Point labels for objects:

____

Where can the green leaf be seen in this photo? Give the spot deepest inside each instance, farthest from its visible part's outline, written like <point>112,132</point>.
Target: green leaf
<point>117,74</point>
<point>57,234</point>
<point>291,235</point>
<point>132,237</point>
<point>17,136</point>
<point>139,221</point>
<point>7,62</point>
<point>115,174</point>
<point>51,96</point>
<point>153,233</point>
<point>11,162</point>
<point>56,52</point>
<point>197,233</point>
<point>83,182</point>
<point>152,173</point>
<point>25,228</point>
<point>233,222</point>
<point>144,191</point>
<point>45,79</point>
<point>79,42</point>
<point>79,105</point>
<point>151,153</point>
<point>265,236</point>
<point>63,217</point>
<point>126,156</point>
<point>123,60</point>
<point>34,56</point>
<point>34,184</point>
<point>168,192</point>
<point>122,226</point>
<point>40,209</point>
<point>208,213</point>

____

-- DO THIS --
Beginning with the first line of the items and ending after the line that contains "<point>197,233</point>", set out each line as a Markdown table with the columns Row and Line, omitting any blank lines.

-- EXERCISE OUTPUT --
| Row | Line |
|---|---|
| 1 | Where can the green leaf be seen in this photo? Give the spot deepest inside each instance, farthest from its visible part's outline, written like <point>112,132</point>. |
| 2 | Target: green leaf |
| 3 | <point>117,74</point> |
| 4 | <point>57,234</point> |
| 5 | <point>291,235</point> |
| 6 | <point>132,237</point> |
| 7 | <point>17,136</point> |
| 8 | <point>139,221</point> |
| 9 | <point>7,62</point> |
| 10 | <point>115,174</point> |
| 11 | <point>51,96</point> |
| 12 | <point>153,233</point> |
| 13 | <point>11,162</point> |
| 14 | <point>56,52</point> |
| 15 | <point>197,233</point> |